ЗАДАНИЕ
Продолжите текст о заплыве в шторм, начав сразу после его последнего предложения.

ТЕКСТ ДОКУМЕНТА
· · · ·

В изнеможении я сел на песок лицом к морю, стараясь не упасть на спину. Сердце в грудной клетке стучало так бешено, что мне казалось: ещё чуть-чуть, и оно пробьёт мне грудь или внезапно остановится. Я старался дышать глубоко, как на ринге в углу, чтоб за минуту восстановить дыхание. То, что я чувствовал, что происходило со мной в этот момент, ни в какое сравнение не шло с состоянием на ринге. Было во сто крат тяжелее. Но положительные эмоции от того, что я выплыл и остался жив, помогли восстановить моё самочувствие. Я посильнее опёрся на руки, утопив их в песок. Немного отдышавшись, я бросил взгляд на кисти рук и увидел, что нет обручального кольца на правой руке. Ясно, подарил его морю. И ещё я вдруг ощутил, что за эти тридцать-сорок минут борьбы с морской стихией с меня сошло три-четыре килограмма веса. Но я был доволен и даже горд собой. Главное, что я не показал огромной толпе отдыхающих, совсем чужим мне людям, безусловно следившим за моим поединком с морем, что я был на грани смерти. Думаю, многие из них и не сознавали до конца,  что я прочувствовал за эти минуты своей жизни. Они просто следили за состязанием человека со штормом. Одни лениво, другие с азартом…

Я посидел ещё минут пять, десять. Встал, потихоньку дошёл до стенки, натянул на себя свои шорты, поднялся наверх к гостинице «Ореанда». Там в те годы стояла «бочка-ларёк» с прекрасным Таврическим портвейном. Это был ялтинский «брэнд» того времени. Принял на грудь стакан чистейшего, терпкого напитка и почувствовал себя лучше, радуясь жизни, гордясь в душе, что я вышел победителем в схватке с морским штормом. Все житейские проблемы, которые до этого давили виски, показались решаемыми по сравнению со случившимся.

· · · ·

ДАННЫЕ
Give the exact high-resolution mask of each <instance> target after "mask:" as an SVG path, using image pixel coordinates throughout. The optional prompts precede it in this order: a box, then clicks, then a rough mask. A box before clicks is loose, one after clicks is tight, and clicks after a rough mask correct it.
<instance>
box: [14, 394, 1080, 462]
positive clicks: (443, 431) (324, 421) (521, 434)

· · · ·

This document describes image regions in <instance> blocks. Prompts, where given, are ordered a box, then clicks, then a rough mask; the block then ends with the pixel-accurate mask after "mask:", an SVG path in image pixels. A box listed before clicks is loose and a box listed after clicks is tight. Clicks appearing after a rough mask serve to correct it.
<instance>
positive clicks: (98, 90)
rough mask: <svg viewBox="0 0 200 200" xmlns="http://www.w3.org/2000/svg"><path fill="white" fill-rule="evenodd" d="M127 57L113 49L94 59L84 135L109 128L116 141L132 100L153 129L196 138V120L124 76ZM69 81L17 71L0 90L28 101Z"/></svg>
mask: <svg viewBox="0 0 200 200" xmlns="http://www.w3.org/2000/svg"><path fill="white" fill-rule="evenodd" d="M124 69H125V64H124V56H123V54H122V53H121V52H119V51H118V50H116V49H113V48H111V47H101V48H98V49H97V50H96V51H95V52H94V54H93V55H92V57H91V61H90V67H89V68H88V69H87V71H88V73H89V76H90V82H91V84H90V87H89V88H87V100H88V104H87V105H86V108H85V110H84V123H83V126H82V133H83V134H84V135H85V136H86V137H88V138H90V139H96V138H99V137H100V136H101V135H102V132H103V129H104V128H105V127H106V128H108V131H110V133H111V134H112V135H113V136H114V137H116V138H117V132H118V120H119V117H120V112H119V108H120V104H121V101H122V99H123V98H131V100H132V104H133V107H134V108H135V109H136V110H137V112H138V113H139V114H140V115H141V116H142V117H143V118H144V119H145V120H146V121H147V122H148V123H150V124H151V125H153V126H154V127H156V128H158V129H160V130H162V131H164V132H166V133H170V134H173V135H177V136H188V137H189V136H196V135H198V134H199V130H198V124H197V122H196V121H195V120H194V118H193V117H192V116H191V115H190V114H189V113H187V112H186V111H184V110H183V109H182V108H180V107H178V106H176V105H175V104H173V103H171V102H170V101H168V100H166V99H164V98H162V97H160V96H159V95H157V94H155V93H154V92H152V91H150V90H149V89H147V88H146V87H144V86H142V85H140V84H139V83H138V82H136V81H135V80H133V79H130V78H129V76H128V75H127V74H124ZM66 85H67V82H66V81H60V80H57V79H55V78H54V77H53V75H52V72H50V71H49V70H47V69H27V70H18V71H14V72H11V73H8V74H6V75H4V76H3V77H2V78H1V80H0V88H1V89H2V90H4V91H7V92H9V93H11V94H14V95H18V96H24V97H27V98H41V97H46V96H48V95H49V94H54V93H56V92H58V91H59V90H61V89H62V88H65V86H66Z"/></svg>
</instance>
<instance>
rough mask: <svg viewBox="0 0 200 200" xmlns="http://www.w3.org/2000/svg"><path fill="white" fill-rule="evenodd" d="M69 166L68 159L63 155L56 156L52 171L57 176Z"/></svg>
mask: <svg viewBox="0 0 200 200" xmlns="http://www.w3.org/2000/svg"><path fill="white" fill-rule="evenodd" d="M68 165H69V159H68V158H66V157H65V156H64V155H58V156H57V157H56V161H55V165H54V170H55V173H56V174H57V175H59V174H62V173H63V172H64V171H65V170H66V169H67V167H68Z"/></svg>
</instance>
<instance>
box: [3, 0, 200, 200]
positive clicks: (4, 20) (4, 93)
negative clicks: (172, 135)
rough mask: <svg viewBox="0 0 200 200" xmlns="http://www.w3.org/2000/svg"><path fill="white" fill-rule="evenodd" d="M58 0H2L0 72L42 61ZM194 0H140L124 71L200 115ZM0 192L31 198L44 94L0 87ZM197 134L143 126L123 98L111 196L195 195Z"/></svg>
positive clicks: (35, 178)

· · · ·

ОТВЕТ
Значит, у меня есть воля, жажда к жизни, коль не сдался, не запаниковал в такой экстремальной ситуации. Я не был прекрасным пловцом, не занимался специально плаванием. Но моё морское детство и боксёрский ринг, на котором я провёл немало боёв, сделали из меня сильного человека. И я от души благодарен своему любимому Чёрному морю за то, что оно, преподав мне такой сильный урок, вынесло меня на берег, как Робинзона Крузо.

Оглядываясь на собственную жизнь, я не устаю повторять своим детям и внукам, что совершив нечто дурное по недомыслию или по неопытности (не делая при этом плохого другим), не следует никогда ни о чём жалеть вдогонку или ругать себя, изматывая свою душу. Просто надо сделать выводы, чтобы по возможности не совершить подобную ошибку вновь.
 
Самое главное — научиться верить в себя, в свои силы и всегда надеяться в первую очередь на себя. Не опускать крылья ни в какой экстремальной обстановке, ни при каких непредвиденных обстоятельствах, подброшенных тебе жизнью. И любить жизнь очень сильно! Это даст тебе право всегда быть счастливым!»

Я вспоминала Аву Рафаиловича Назарова 11 января 2018 года, проезжая дорогой, которой так часто ездил он, и не знала, что мой автор в этот день уходил из жизни после тяжёлой и продолжительной болезни, с которой сражался самоотверженно и бесстрашно, подавая пример другим. Он и книги свои написал отчасти для этого. «Исповедь перед…» и «Воскрешение духа» — последняя высота Авы Назарова.